### What is being asked:
Return the data below exactly, but only from the line containing "[[70, 115], [49, 89], [23, 100], [20, 123], [49, 140]]" through the line containing "66], [168, 90]]]", with both of those lines included.

### Listed entries:
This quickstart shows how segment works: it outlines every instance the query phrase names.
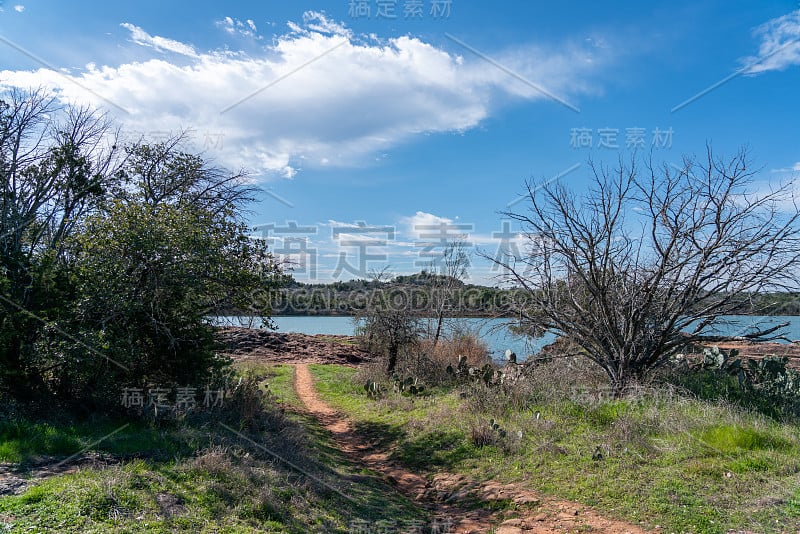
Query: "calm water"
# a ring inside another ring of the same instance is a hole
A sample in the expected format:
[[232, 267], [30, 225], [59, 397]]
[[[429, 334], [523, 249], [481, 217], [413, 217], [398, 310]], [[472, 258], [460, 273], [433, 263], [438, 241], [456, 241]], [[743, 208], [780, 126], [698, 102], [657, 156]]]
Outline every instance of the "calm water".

--

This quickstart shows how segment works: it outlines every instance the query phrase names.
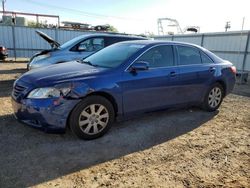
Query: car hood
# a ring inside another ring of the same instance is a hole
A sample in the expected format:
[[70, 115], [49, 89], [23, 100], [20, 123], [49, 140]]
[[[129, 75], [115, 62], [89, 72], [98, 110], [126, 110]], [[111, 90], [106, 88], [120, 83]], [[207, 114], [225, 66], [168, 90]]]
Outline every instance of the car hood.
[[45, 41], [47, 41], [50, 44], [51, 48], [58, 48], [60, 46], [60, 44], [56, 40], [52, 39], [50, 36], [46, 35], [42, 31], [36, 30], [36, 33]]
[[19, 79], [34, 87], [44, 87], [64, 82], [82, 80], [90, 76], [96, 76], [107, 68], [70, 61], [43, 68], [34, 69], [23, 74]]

### Task result:
[[70, 115], [49, 89], [23, 100], [20, 123], [49, 140]]
[[[129, 75], [115, 62], [89, 72], [98, 110], [126, 110]], [[111, 90], [106, 88], [120, 83]], [[207, 114], [225, 66], [168, 90]]]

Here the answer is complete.